* [Written instruction]:
Return the records word for word. Any pictures in them are not part of the copy.

%%

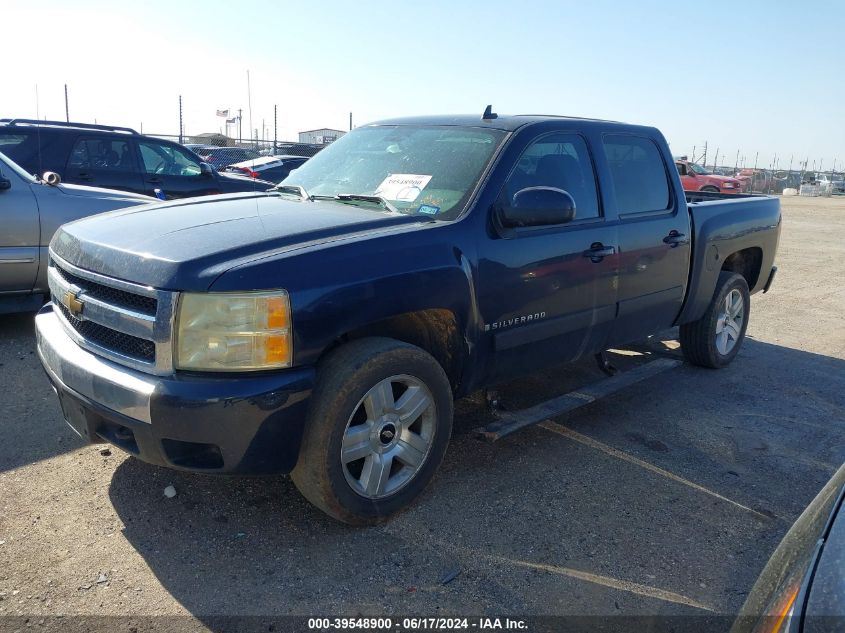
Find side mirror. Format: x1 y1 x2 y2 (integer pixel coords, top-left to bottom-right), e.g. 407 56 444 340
41 171 62 187
499 187 575 229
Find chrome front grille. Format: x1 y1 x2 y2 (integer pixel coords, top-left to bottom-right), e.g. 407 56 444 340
50 261 158 316
47 253 176 374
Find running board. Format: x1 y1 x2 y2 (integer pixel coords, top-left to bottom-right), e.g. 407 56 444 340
475 358 682 442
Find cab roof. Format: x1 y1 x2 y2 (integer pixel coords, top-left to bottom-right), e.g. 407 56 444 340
362 114 638 132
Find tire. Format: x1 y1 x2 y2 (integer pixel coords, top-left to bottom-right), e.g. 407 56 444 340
680 271 751 369
291 338 453 525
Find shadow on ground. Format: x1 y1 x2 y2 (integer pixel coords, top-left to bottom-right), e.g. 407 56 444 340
109 339 845 628
0 313 84 472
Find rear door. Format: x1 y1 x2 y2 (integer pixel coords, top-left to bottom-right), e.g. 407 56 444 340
64 135 144 193
602 134 690 345
137 139 220 199
478 129 617 382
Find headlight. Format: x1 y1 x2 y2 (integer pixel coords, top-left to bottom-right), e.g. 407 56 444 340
173 290 293 371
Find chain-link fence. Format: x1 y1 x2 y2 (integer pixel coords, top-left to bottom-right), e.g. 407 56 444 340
144 133 327 158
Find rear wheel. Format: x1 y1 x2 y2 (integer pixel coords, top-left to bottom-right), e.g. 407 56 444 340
291 338 452 525
680 271 751 368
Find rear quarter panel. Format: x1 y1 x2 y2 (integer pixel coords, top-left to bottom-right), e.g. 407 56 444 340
677 196 781 325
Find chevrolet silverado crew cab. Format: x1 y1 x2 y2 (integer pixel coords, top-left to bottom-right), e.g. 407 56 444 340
36 108 780 524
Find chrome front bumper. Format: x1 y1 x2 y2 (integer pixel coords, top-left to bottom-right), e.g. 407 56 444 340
35 303 156 424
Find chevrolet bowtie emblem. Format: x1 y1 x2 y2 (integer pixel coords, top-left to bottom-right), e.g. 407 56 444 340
62 290 85 317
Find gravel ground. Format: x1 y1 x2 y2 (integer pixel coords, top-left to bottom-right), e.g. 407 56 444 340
0 198 845 630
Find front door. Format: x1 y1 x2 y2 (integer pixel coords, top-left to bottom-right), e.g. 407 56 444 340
0 162 40 293
603 134 691 345
478 132 618 384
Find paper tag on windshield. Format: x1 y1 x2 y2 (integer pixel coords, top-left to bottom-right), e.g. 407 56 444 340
374 174 431 202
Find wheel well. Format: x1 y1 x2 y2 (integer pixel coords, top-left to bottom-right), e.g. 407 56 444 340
722 247 763 290
323 309 464 391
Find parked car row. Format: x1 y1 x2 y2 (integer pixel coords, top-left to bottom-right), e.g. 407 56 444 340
675 159 743 193
0 119 275 199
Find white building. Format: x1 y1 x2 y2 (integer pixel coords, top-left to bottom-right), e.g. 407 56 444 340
299 128 346 145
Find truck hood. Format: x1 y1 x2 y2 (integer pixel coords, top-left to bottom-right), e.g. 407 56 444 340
56 183 157 204
50 193 433 291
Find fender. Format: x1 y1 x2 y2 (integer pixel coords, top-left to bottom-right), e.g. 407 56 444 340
210 222 481 390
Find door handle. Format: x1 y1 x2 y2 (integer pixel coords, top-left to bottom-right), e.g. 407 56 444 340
663 230 689 248
582 242 616 263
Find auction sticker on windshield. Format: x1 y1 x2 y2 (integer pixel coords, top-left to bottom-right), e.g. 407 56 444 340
375 174 431 202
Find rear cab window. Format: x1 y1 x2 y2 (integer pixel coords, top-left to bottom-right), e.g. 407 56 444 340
602 134 673 216
0 128 64 174
67 137 135 172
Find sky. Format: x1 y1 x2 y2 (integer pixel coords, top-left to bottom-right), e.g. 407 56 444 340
0 0 845 169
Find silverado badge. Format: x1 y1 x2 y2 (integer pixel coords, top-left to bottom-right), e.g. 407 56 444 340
62 290 84 317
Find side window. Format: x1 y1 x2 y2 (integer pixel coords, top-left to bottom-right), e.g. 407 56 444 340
0 128 66 174
68 138 132 171
138 141 201 176
604 134 671 215
504 134 600 221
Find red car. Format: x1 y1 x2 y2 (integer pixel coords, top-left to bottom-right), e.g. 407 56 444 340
675 160 742 193
736 169 775 192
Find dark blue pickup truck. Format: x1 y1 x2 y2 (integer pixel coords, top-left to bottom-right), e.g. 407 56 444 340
36 109 780 523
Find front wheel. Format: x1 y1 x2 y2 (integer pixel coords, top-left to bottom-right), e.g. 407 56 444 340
291 338 452 525
680 271 751 369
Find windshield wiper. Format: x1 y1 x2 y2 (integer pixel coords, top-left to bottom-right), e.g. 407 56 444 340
273 185 314 200
335 193 400 213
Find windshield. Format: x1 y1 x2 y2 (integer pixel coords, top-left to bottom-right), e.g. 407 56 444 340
281 125 505 220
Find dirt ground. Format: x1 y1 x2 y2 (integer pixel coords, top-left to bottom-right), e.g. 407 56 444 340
0 198 845 631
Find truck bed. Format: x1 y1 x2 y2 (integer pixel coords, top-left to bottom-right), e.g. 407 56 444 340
677 191 781 325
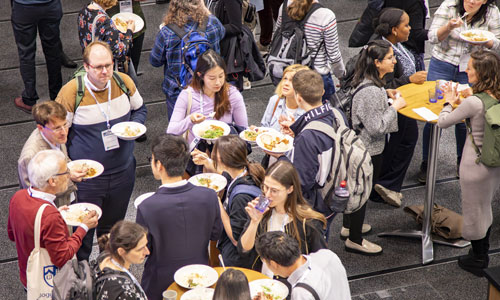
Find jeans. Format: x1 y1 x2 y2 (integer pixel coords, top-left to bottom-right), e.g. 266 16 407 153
422 58 469 162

%%

* [Task response]:
Find side mirror. Format: x1 y1 x2 y2 (integer pixel coords, top-left to bottom-right), e.g. 407 56 444 340
41 171 62 187
499 187 575 229
Find chrome front grille. Format: x1 y1 x2 y2 (integer pixel coords, top-left to bottom-right), e.g. 407 56 444 340
50 261 158 316
47 253 176 374
Find running board. Format: x1 y1 x2 y2 (integer pixel coords, top-left to bottom-right), e.g. 407 56 444 340
475 358 682 442
Find cab roof. Format: x1 y1 x2 y2 (integer pixel coords, top-left to bottom-right), e.g. 407 56 444 340
362 114 638 132
Find tire. Format: x1 y1 x2 y2 (integer pixel coords, top-left to bottom-right), e.g. 407 56 444 340
680 271 751 369
291 338 453 525
Find shadow on ground. Format: x1 y1 x2 y2 (integer pixel coords, top-left to bottom-right), e.g. 407 56 444 340
109 339 845 628
0 313 84 472
Find rear door. Format: x1 y1 x2 y2 (integer pixel coords, top-left to bottom-right), e.g. 407 56 444 340
64 135 144 193
602 134 690 345
137 139 220 199
478 129 617 382
Find headlight. Format: x1 y1 x2 y2 (integer pixel coords, top-left to bottom-right), e.g. 407 56 444 340
173 290 293 371
Find chain-link fence. Format: x1 y1 x2 y2 (integer pixel coords, top-left to bottom-right), e.g. 407 56 444 340
144 133 327 158
Find rear wheel. Format: x1 y1 x2 y2 (integer pixel coords, top-left to bottom-right), e.g. 407 56 444 340
291 338 452 525
680 271 751 368
Find rear quarter panel. Format: x1 y1 x2 y2 (integer pixel coords, top-left to bottom-right), e.g. 407 56 444 340
677 196 781 325
Find chevrolet silverado crew cab. Format: x1 y1 x2 y2 (integer pixel coords, top-left to bottom-right), e.g. 407 56 444 340
36 108 780 524
Find chrome front bumper. Format: x1 y1 x2 y2 (integer pixel coords, top-left to bottom-right), e.g. 407 56 444 340
35 303 156 424
Find chevrolet bowtie emblem. Format: x1 y1 x2 y2 (integer pixel coords, top-left to bottom-right), e.g. 407 56 444 340
62 290 85 317
Find gravel ground. Format: x1 y1 x2 y2 (integer pixel coords, top-left to bottom-right), e.g. 407 56 444 340
0 198 845 630
Find front door. Format: x1 y1 x2 y2 (integer pixel coords, top-left to bottom-right), e.g. 407 56 444 340
0 162 40 293
603 134 691 345
478 132 618 384
Find paper tag on windshield. Format: x1 y1 x2 y2 (integer pixel coords, top-left to bottom-right), e.g. 407 56 444 340
374 174 431 202
Find wheel well. Format: x1 y1 x2 y2 (integer pixel coords, top-left to bottom-right), e.g. 407 56 444 340
722 247 763 290
323 309 464 391
Find parked car row. Format: x1 y1 x2 y2 (integer pixel coords, top-left to bottom-right), e.g. 407 56 444 340
675 159 743 193
0 119 275 199
Find white building. Format: x1 y1 x2 y2 (integer pixel coords, top-left to bottom-right), e.g. 407 56 444 340
299 128 346 145
Find truck hood. Format: x1 y1 x2 y2 (integer pixel coords, top-left to bottom-right), e.g. 407 56 444 340
56 183 157 204
50 193 433 291
Find fender. Format: x1 y1 x2 y2 (integer pixel coords, top-left to bottom-right), e.g. 407 56 444 340
210 222 481 390
Find door handle. Format: x1 y1 x2 y2 (integer pixel coords, top-left to bottom-right), e.g. 407 56 444 340
663 230 689 248
582 242 616 263
Find auction sticker on windshield. Format: x1 y1 x2 y2 (integer pixel coords, top-left to bottom-right), e.g. 407 56 444 340
375 174 431 202
Find rear cab window. Format: x1 y1 x2 y2 (integer pixel coords, top-left to bottom-right), e.g. 407 56 444 340
602 134 673 216
0 128 64 174
67 137 135 172
Find sky. Format: x1 y1 x2 y2 (integer pixel coords, top-left to bottom-right), e.g. 407 56 444 340
0 0 845 169
Find silverado badge. Format: x1 y1 x2 y2 (integer pixel coords, top-left to bottom-right), e.g. 407 56 444 340
62 290 84 317
Find side window. Format: x1 y1 x2 y2 (integer pixel coords, top-left to bottom-right), e.g. 407 56 444 340
0 128 66 174
68 138 132 171
138 141 201 176
604 134 671 215
504 134 600 221
Find red car. Format: x1 y1 x2 y2 (integer pixel coords, top-left to bottom-right), e.g. 407 56 444 340
675 160 742 193
736 169 775 192
Find dark blue pickup truck. Format: x1 y1 x2 y2 (integer pixel coords, top-left to bottom-right), e.g. 407 56 444 340
36 109 780 523
Find front wheel. Format: x1 y1 x2 y2 (integer pixel coords, top-left to bottom-right), e.g. 407 56 444 340
291 338 452 525
680 271 751 369
Find windshield wiper. Format: x1 y1 x2 y2 (integer pixel coords, top-left to bottom-right), e.g. 407 56 444 340
273 185 314 200
335 193 400 213
Find windshield. Format: x1 y1 x2 y2 (integer pixel coords, top-left to bottom-right), e.g. 407 56 444 340
281 125 505 220
Find dirt ground. Format: x1 y1 x2 y2 (integer pixel coords, top-left to bottom-right), e.g. 407 56 444 340
0 198 845 631
Find truck bed. Format: x1 y1 x2 y2 (integer pixel coords, top-left to bottom-right), e.g. 407 56 444 340
677 191 781 325
Find jeans. Format: x1 y1 x2 y2 (integer pixel coords, top-left to bottom-right), e.g. 266 16 407 153
422 58 469 162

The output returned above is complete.